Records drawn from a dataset
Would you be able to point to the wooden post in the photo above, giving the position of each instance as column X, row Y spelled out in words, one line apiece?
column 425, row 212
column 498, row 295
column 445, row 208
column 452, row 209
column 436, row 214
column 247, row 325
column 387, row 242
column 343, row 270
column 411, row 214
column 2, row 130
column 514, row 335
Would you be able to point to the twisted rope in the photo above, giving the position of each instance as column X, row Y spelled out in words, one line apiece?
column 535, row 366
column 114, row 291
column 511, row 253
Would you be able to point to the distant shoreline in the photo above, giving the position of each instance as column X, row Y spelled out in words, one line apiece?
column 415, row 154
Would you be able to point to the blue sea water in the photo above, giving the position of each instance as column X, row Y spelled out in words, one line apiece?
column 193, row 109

Task instructions
Without dropping a single line, output the records above exactly.

Answer to the exercise
Would you be able to point to the wooden post in the photo above, giving the position of each instance as column X, row Y spelled out in words, one line apiece?
column 425, row 212
column 498, row 295
column 445, row 208
column 452, row 209
column 436, row 214
column 247, row 325
column 387, row 242
column 343, row 270
column 411, row 214
column 2, row 130
column 514, row 335
Would you be able to point to the twisted rope in the photo above, giving the position of each instance as column X, row Y spelled out in words, one line apiece?
column 535, row 366
column 114, row 291
column 511, row 253
Would you be able to point to the distant shoreline in the photo above, giving the position of each instance as column X, row Y spelled out in words, one line apiece?
column 415, row 154
Would you be able to point to the blue sea water in the photo above, giving the position of each instance as column X, row Y spelled out in words, one line apiece?
column 193, row 109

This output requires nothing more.